- **AIM OF THE EXERCISE**: Copy the material below, reproducing every line without any change.

- **MATERIAL**:
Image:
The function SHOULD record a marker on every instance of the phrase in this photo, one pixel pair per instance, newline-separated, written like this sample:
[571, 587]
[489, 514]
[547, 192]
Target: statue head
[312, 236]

- **RESULT**:
Image:
The function SHOULD record a marker on every instance of the phrase in this photo, one pixel pair per instance, newline-separated, written like this sample:
[571, 587]
[489, 514]
[547, 192]
Target: statue head
[312, 236]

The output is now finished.